──────── EXERCISE MATERIALS ────────
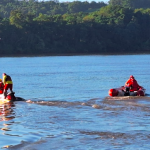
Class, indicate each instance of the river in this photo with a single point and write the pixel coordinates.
(71, 109)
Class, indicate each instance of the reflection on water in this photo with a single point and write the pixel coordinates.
(70, 107)
(6, 111)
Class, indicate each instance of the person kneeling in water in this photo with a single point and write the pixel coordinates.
(1, 87)
(8, 84)
(132, 84)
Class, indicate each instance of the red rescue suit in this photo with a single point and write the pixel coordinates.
(132, 83)
(1, 87)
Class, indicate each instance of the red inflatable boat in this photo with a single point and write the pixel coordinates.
(125, 91)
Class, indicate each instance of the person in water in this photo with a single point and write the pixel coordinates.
(1, 87)
(132, 84)
(8, 84)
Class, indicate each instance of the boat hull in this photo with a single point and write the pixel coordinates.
(122, 92)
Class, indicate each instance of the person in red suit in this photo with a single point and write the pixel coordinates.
(132, 84)
(1, 87)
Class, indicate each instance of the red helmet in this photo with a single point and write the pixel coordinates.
(131, 76)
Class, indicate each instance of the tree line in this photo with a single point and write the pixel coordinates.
(108, 30)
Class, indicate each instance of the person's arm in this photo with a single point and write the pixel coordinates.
(127, 83)
(4, 80)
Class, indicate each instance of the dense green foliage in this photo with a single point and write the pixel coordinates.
(111, 29)
(131, 3)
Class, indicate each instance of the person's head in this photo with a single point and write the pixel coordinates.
(4, 74)
(131, 77)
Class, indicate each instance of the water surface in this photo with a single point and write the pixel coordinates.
(71, 108)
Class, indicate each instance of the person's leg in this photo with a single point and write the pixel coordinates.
(10, 87)
(5, 90)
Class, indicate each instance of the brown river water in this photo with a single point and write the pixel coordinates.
(71, 108)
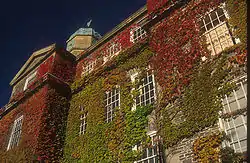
────────
TASK OBJECTIVE: Output the records verbatim, every one of them, and keep the pictures out.

EXERCISE RESULT:
Class, indicate each instance of the river in this photo with a single point and write the pixel coordinates.
(71, 109)
Class, indicate each instance of the reflection on water in this photo with a single point and write the pixel coordinates.
(70, 107)
(6, 111)
Class, indicate each instance of the person kneeling in water in this photo with a single point and write the pixel coordinates.
(1, 87)
(8, 84)
(132, 84)
Class, indicate each instance of the red rescue suit in this photo with a single point and write the pixel coordinates.
(132, 83)
(1, 87)
Class, indicate each instance of the red inflatable boat in this photo with a single point and write the pixel coordinates.
(125, 91)
Class, indicate each instance of the person in water in this photo with a single point and write the pixel coordinates.
(1, 87)
(132, 84)
(8, 84)
Class, indicate each instance of the boat hull in this photo with a single point and write the pixel coordinates.
(122, 92)
Class, indicate each instance of the person in red suit in this photo with a single point and write the pixel coordinates.
(132, 84)
(1, 87)
Class, indicate each instance of the red helmet in this photo with a single point and write the pixel coordinates.
(131, 76)
Class, indicate each instance of the tree line in this photo with a single point and write the pixel coordinates.
(108, 30)
Class, indicate each instance of the person's arm in this photo with a single point and write the pixel coordinates.
(127, 83)
(4, 80)
Class, indicate each instance of the dense green foliage in this photo with a single point and write the pixel coordinates.
(111, 29)
(131, 3)
Class, indicate each instance of the person's head in this photo with a single point and write the pixel coordinates.
(4, 74)
(131, 77)
Class, indicate each instance of the water surface in this photo with a single point and write the pixel coordinates.
(71, 108)
Class, indicate each instance of the person's leg in this photo with a single point and write the pixel coordinates.
(10, 87)
(5, 90)
Class, indicate each instance of the brown river water in this photo with a single point and write the pixel coordinates.
(71, 108)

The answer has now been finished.